## What you need to do
Copy each line of the data that has "target" in it.

Saved entries
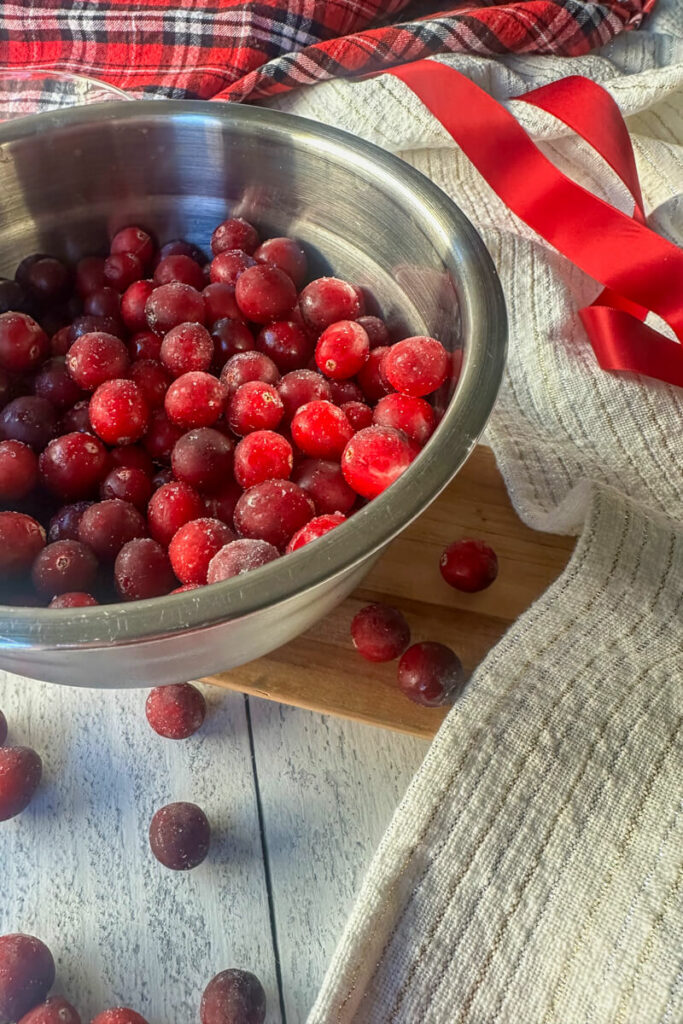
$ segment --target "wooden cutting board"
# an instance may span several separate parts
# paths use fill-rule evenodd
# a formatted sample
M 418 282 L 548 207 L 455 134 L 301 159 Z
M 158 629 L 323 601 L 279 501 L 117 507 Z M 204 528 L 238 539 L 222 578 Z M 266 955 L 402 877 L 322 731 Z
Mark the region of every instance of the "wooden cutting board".
M 462 594 L 441 578 L 439 557 L 459 537 L 494 548 L 498 579 Z M 574 537 L 530 530 L 508 498 L 493 453 L 479 447 L 453 483 L 389 546 L 362 586 L 303 636 L 205 682 L 313 711 L 342 715 L 418 736 L 433 736 L 448 709 L 423 708 L 396 686 L 396 663 L 375 665 L 354 650 L 351 619 L 369 601 L 395 604 L 413 640 L 440 640 L 471 672 L 508 626 L 557 579 Z

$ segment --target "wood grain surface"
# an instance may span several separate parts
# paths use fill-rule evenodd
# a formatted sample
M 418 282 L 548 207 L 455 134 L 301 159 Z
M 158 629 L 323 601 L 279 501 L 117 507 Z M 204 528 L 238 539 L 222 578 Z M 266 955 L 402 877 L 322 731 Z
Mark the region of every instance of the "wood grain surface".
M 498 579 L 480 594 L 447 586 L 439 556 L 475 536 L 498 554 Z M 508 626 L 564 569 L 575 538 L 538 533 L 514 511 L 492 452 L 480 446 L 453 483 L 389 546 L 362 586 L 311 630 L 271 654 L 206 682 L 374 725 L 434 735 L 447 709 L 422 708 L 396 686 L 396 665 L 364 661 L 349 624 L 368 601 L 405 613 L 414 640 L 440 640 L 471 672 Z

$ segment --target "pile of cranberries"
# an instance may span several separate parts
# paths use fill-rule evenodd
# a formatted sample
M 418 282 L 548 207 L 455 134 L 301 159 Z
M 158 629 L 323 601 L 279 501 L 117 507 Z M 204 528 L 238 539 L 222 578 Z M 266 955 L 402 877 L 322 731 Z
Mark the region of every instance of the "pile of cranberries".
M 5 603 L 75 608 L 215 583 L 296 551 L 404 472 L 452 373 L 392 344 L 291 238 L 219 224 L 212 259 L 139 227 L 0 280 Z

## Written answer
$ segment --target "wooden cutting board"
$ segment --target "wood grain surface"
$ segment --target "pile of cranberries"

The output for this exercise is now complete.